++++ SUPPLIED DATA ++++

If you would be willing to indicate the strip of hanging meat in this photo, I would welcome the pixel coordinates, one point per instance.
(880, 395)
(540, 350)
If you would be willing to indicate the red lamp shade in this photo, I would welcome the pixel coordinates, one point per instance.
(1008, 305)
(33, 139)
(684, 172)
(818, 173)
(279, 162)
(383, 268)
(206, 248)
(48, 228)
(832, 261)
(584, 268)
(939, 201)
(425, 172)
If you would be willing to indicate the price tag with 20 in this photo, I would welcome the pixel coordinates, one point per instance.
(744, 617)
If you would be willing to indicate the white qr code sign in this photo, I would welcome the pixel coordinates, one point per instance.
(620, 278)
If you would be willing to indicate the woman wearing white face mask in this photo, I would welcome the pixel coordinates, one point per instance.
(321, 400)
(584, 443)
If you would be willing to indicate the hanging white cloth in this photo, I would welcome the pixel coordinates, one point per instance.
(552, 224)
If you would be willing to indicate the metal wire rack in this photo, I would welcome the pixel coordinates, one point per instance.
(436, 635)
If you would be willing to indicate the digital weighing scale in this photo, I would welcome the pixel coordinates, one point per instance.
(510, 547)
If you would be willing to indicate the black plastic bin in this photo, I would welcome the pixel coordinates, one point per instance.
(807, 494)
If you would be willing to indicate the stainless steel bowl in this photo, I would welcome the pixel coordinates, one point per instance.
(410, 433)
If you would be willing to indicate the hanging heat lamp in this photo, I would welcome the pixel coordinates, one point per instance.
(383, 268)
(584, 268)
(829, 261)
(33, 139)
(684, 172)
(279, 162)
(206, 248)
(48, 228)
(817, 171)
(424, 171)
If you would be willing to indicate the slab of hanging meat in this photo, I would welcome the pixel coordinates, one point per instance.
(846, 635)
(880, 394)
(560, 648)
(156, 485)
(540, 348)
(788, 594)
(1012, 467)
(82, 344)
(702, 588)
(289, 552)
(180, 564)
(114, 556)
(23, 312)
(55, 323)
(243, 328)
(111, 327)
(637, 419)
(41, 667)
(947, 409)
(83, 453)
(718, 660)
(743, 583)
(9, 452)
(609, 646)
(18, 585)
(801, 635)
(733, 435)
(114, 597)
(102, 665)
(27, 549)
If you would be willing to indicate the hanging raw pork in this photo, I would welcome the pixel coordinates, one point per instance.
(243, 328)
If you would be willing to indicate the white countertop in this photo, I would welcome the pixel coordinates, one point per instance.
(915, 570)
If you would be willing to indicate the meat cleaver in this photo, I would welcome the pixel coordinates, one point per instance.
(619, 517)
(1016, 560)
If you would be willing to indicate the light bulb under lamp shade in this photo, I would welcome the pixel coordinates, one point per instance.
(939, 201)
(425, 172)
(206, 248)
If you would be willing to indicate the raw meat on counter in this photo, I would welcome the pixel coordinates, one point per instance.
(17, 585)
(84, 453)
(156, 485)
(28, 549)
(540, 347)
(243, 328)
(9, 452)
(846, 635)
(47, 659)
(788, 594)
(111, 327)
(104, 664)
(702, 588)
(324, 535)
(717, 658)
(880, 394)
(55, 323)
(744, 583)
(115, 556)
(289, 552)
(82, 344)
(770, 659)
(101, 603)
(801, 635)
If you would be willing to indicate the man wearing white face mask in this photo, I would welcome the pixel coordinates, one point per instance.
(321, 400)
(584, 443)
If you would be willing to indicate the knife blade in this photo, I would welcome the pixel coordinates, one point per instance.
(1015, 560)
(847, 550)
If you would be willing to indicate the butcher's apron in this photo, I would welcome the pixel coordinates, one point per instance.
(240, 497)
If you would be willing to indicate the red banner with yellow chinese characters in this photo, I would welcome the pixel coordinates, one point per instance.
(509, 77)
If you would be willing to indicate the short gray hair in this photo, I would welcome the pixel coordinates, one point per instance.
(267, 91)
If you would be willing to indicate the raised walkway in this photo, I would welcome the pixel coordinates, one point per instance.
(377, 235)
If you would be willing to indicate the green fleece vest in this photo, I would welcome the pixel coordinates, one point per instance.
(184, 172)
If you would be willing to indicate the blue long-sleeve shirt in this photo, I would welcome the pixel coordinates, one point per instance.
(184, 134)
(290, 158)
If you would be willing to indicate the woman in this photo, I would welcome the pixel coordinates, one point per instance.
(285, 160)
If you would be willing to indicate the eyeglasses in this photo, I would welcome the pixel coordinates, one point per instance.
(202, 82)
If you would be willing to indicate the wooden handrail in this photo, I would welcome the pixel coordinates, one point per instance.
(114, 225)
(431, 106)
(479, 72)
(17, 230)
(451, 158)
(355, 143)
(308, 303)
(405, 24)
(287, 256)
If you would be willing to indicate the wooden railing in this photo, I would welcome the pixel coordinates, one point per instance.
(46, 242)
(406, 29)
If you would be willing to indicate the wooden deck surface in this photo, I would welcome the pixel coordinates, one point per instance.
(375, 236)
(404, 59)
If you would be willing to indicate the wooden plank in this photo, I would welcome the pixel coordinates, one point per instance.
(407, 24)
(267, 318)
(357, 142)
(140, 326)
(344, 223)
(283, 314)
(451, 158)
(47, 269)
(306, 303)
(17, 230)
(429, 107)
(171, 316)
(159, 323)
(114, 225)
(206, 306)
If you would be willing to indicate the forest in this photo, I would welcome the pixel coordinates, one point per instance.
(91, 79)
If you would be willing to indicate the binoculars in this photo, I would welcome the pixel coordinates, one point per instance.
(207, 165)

++++

• _THE REQUEST_
Extract all of the data exactly as written.

• _IN RESPONSE_
If you would be willing to indicate the strip of hanging meat in this photo, I would welcome the pixel coordinates, one point per instance.
(880, 395)
(540, 350)
If you would be willing to indicate the red lamp shade in this photo, I would welcome the pixel coordinates, one point per instance.
(1008, 305)
(33, 139)
(684, 172)
(818, 173)
(279, 162)
(383, 268)
(206, 248)
(48, 228)
(832, 261)
(584, 268)
(939, 201)
(425, 172)
If you would be willing to indicate the price tag with 20 in this photo, I would welcome the pixel coordinates, one point per instance.
(744, 617)
If you would be willing to indicate the white qr code sign in this photo, I would welcome the pixel coordinates, one point per instance.
(620, 278)
If you would be willing to indicate the woman wearing white face mask in this photo, I would welcome the pixel coordinates, one point per instance.
(321, 400)
(584, 443)
If you would be willing to indicate the hanging white cloth in this photo, I would welcome the pixel coordinates, one point per instance.
(552, 224)
If you would be willing to indicate the metal wire rack in this photo, I would welcome the pixel coordinates, one point per instance.
(436, 635)
If you would be willing to indicate the digital weighing scale in this photo, I would welcome the pixel coordinates, one point per instance.
(510, 547)
If you would be willing to indicate the black plastic bin in this photo, I would welcome the pixel coordinates, one point per instance.
(807, 494)
If you would be willing to indicate the stainless steel bowl in this photo, I would welcome the pixel coordinates, one point per instance.
(410, 433)
If you would be willing to indicate the hanging heat lamp in this photo, I would welcome the pixel coordinates, one point per instance.
(383, 268)
(584, 268)
(829, 261)
(33, 139)
(684, 172)
(279, 162)
(206, 248)
(48, 228)
(817, 171)
(424, 171)
If you would be willing to indicate the slab of hanging meat in this photo, I would welcome the pixel coordinates, one point per instance.
(846, 635)
(880, 394)
(560, 648)
(156, 485)
(540, 348)
(788, 594)
(1012, 467)
(82, 344)
(702, 588)
(289, 552)
(180, 564)
(114, 556)
(23, 312)
(55, 323)
(243, 328)
(111, 327)
(637, 419)
(41, 667)
(947, 409)
(83, 453)
(718, 660)
(743, 583)
(9, 452)
(609, 646)
(18, 585)
(801, 635)
(733, 435)
(114, 597)
(102, 665)
(27, 549)
If you would be willing to indicate the hanging raw pork in this photo, I would welcome the pixel coordinates, one point per instance.
(243, 328)
If you would be willing to indicate the white countertop in this photo, I would welcome the pixel coordinates, one point per instance.
(915, 570)
If you would be willing to indicate the meat cleaver in this photo, I would welcome the pixel coordinates, one point per instance.
(619, 517)
(1016, 560)
If you would be willing to indicate the light bulb under lamp shade in this photo, I would welcome the pixel coordinates, one point per instance.
(939, 201)
(425, 172)
(206, 248)
If you would be willing to indicate the raw meat on counter in this photo, I would welcome the pixel coordinates, one point per instance.
(17, 585)
(84, 453)
(156, 485)
(28, 549)
(540, 347)
(243, 328)
(9, 452)
(846, 635)
(47, 659)
(788, 594)
(111, 327)
(104, 664)
(702, 588)
(324, 535)
(717, 658)
(880, 394)
(55, 323)
(744, 583)
(115, 556)
(289, 552)
(82, 344)
(770, 659)
(101, 603)
(801, 635)
If you would be willing to indicate the man wearing white face mask in this photo, I would welcome the pixel coordinates, one point per instance.
(321, 400)
(584, 443)
If you would be willing to indicate the knife blade in this photo, I would welcome the pixel coordinates, one point per instance.
(1015, 560)
(847, 550)
If you would be willing to indicate the butcher's apron in this photo, I would welcome the pixel coordinates, one point per instance.
(240, 497)
If you would be willing to indicate the red banner with yellow chinese characters in this photo, I would welcome the pixel coordinates, one point per instance.
(509, 77)
If you would be willing to indicate the short gray hair in this photo, I would welcome the pixel coordinates, one point per instance.
(267, 91)
If you would be willing to indicate the raised walkway in this photo, I would welcome the pixel coordinates, one point per instance.
(377, 235)
If you would be willing to indicate the green fleece vest in this photo, I would welcome the pixel coordinates, one point per instance.
(184, 172)
If you would be willing to indicate the blue long-sleeve shirt in this photo, I would welcome the pixel coordinates, one point per instance.
(184, 134)
(290, 158)
If you would be willing to indicate the woman in this photo, I would welcome the pixel coordinates, one point per instance.
(285, 160)
If you would be willing to indicate the eyeglasses in this photo, I would welcome the pixel coordinates, one point per instance.
(202, 82)
If you would be willing to indicate the wooden handrail in this photo, I would welcome the pixel coordinates, one point per instance.
(114, 225)
(431, 106)
(479, 72)
(17, 230)
(451, 158)
(355, 143)
(308, 303)
(405, 24)
(287, 256)
If you would be willing to indicate the wooden railing in this photo, I would welcome the pixel coordinates, one point per instance.
(46, 242)
(406, 29)
If you would be willing to indicate the wooden deck surface in this photo, I would welcome the pixel coordinates, one point per instance.
(375, 236)
(404, 59)
If you would be willing to indicate the wooden plank in this photo, I would welcome the pixel coordinates, one point per instance.
(407, 24)
(267, 318)
(357, 142)
(140, 326)
(344, 223)
(283, 314)
(451, 158)
(47, 269)
(306, 303)
(17, 230)
(429, 107)
(171, 316)
(159, 323)
(114, 225)
(206, 306)
If you would be willing to indicate the forest in this photo, I would welcome the pixel coordinates, one point per instance.
(91, 79)
If you would be willing to indicate the binoculars in this photo, I would welcome the pixel coordinates, one point per instance.
(207, 165)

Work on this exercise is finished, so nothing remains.